Goal of the exercise:
Starting at the first line of the rows below and ending at the line containing "[587,307,638,464]", rewrite those lines as a JSON list of strings, one string per line, with blank lines left out.

--- --- ---

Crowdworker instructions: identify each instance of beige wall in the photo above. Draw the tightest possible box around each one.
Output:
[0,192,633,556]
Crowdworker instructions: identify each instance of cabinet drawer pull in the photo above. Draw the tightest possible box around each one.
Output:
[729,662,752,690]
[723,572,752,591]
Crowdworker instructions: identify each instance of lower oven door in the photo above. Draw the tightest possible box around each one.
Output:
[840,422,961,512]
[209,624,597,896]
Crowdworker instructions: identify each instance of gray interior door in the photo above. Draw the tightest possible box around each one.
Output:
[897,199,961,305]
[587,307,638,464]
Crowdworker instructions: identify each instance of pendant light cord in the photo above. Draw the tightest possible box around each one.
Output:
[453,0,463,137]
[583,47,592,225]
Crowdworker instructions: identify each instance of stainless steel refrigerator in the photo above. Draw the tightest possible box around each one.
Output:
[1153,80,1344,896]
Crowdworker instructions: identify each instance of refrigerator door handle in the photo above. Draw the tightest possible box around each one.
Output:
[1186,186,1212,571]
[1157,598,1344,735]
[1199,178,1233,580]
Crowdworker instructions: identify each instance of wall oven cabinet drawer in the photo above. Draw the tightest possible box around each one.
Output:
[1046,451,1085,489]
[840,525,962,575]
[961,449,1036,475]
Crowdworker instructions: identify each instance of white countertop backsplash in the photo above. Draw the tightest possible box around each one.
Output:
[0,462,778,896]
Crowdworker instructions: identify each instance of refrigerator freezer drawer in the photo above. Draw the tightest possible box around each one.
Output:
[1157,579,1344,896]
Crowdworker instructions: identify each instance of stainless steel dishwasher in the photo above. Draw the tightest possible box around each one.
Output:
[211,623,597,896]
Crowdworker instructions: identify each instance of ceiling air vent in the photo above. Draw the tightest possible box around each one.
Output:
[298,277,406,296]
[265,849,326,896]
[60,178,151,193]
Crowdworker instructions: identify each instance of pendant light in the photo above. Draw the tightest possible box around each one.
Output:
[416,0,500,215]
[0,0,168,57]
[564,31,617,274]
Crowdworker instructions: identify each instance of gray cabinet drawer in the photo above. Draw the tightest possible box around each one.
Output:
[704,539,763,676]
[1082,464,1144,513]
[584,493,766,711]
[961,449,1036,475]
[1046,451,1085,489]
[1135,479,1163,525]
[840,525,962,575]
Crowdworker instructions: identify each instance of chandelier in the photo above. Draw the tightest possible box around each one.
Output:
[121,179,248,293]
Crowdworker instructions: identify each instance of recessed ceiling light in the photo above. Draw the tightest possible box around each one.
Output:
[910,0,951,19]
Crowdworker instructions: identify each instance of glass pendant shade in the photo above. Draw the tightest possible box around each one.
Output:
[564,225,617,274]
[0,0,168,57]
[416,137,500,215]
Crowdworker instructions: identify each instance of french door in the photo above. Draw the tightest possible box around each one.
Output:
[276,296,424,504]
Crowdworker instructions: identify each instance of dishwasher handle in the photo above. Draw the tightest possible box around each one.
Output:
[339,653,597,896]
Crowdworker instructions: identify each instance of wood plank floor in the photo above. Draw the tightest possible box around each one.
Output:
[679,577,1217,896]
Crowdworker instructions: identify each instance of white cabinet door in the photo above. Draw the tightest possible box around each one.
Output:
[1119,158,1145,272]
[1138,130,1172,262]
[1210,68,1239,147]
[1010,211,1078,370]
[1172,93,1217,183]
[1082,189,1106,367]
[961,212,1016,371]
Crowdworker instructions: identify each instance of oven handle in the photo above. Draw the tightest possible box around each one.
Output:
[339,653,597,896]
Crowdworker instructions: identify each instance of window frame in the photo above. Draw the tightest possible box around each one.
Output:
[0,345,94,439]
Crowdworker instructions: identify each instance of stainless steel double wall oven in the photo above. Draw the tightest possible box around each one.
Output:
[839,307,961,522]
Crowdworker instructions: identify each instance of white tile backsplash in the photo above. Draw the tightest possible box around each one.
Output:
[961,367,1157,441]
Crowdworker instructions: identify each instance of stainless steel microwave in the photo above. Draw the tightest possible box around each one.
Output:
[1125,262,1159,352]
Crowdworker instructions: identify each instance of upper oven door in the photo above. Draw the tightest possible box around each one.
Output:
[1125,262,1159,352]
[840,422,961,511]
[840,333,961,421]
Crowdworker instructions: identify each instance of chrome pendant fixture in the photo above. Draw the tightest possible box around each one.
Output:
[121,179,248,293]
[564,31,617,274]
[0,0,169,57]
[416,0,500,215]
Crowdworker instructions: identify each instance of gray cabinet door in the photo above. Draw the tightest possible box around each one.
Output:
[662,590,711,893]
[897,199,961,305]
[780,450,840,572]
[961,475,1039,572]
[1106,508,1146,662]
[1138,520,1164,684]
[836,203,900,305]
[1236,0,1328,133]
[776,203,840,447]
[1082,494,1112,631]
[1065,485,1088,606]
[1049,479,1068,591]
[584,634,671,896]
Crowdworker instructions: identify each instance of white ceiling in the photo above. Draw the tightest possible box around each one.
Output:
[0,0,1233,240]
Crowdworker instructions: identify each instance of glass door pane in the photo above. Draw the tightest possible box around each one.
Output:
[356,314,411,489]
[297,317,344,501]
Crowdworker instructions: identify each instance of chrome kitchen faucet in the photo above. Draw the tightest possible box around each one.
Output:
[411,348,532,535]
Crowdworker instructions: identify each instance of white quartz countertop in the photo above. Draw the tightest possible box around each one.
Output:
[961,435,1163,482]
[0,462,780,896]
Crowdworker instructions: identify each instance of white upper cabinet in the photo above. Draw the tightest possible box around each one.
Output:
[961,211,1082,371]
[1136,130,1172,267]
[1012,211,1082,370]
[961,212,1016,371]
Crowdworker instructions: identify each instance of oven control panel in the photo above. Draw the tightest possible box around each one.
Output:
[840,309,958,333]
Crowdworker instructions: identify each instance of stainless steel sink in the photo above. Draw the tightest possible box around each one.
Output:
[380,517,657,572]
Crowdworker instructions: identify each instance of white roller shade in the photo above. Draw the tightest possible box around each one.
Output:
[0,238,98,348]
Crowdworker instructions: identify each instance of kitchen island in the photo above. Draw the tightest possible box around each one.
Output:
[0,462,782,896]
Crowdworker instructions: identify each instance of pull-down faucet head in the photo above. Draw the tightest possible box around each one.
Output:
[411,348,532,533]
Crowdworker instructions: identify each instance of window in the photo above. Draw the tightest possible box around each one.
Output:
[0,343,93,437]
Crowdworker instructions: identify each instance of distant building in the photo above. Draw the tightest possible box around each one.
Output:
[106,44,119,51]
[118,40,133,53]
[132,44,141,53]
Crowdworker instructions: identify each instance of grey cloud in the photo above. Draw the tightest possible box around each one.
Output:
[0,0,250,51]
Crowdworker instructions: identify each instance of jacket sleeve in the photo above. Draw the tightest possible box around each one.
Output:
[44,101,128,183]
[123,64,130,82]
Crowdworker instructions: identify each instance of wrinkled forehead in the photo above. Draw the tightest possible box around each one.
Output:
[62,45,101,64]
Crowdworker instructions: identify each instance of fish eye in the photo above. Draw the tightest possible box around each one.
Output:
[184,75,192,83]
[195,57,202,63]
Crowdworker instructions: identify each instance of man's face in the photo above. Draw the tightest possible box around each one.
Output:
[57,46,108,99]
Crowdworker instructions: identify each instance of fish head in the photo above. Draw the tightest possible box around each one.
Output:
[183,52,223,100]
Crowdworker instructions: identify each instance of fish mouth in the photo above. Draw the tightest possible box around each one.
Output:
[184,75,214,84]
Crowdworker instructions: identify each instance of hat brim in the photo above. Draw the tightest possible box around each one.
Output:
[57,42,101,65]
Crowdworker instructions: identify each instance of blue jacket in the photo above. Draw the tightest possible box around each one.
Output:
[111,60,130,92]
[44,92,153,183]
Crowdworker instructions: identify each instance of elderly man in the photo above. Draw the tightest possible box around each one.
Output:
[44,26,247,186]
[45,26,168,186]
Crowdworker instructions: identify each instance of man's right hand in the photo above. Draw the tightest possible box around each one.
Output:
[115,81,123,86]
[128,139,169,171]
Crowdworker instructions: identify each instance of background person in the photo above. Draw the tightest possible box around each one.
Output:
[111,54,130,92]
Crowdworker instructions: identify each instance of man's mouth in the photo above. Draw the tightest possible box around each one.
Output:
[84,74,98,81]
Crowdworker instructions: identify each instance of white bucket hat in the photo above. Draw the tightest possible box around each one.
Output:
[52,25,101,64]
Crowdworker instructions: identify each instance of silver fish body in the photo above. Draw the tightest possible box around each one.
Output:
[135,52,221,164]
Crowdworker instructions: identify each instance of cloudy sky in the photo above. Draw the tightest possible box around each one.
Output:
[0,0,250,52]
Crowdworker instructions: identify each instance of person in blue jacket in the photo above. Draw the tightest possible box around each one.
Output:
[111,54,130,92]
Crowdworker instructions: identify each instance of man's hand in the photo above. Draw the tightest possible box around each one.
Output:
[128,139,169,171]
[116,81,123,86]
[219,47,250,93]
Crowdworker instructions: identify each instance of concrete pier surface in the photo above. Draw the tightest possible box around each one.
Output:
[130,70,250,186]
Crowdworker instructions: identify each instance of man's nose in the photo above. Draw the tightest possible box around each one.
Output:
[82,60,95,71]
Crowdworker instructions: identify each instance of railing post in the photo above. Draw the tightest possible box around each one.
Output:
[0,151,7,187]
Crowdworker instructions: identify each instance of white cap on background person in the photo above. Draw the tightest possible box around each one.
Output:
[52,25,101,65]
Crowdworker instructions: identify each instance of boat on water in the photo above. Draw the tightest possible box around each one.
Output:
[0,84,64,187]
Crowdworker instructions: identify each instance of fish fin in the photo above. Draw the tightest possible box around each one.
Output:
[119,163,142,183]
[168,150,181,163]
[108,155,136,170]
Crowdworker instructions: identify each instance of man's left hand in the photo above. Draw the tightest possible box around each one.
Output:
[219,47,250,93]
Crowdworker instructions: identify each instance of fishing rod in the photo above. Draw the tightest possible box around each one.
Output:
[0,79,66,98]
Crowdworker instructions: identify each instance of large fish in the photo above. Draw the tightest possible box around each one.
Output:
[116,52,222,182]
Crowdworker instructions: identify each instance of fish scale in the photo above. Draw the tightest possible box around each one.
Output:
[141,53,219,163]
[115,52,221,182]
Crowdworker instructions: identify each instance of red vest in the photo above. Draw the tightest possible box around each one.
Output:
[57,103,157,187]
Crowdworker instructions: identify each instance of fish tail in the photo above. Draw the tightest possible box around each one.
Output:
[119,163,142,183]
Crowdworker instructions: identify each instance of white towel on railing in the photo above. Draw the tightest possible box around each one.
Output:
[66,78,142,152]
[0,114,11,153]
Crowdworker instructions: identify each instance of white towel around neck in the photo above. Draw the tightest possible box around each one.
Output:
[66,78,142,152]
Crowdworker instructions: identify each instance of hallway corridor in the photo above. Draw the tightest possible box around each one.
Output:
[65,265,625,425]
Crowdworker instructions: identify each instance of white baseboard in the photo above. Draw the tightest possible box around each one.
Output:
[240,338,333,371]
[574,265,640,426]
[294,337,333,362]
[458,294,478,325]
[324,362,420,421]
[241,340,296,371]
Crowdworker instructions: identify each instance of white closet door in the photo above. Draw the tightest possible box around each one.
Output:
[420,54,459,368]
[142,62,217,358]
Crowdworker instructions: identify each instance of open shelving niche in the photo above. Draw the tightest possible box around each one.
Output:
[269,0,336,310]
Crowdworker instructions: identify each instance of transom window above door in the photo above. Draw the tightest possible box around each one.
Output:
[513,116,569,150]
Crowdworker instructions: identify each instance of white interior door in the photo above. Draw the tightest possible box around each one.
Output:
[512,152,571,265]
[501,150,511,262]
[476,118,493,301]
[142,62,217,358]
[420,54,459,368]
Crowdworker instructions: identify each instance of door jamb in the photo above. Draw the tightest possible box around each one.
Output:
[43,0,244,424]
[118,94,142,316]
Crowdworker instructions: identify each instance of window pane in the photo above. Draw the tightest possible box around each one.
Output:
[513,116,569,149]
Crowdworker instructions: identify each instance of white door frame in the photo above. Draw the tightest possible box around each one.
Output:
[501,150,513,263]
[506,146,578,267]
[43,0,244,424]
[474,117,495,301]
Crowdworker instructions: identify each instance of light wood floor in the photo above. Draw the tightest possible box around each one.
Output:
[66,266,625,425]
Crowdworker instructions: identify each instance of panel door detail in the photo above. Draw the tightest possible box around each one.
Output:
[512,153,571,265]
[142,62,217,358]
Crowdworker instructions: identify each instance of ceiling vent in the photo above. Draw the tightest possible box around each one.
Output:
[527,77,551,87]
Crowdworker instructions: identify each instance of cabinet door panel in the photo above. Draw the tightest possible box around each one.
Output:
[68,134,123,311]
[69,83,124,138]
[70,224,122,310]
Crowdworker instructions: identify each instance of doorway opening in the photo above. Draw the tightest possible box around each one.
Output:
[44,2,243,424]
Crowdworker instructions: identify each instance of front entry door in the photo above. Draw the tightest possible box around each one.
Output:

--- --- ---

Output below:
[
  "Crowdworker instructions: identify each instance of beige wall in the photo above. Draw the tightest possible box around each one.",
  "Output:",
  "[0,192,633,556]",
  "Crowdworker instructions: identify each instance of cabinet drawer pull in the photo above. Draw the tightest possible box around each one.",
  "Output:",
  "[729,662,752,690]",
  "[723,572,752,591]",
  "Crowdworker instructions: identify each instance of lower oven door in the photo above. Draw the tightest possible box around each one.",
  "Output:",
  "[840,422,961,512]",
  "[209,624,597,896]",
  "Crowdworker instructions: identify each instance of gray interior door in the photo above. Draw the tightest possible box around each one.",
  "Output:",
  "[897,199,961,305]",
  "[587,307,638,464]"
]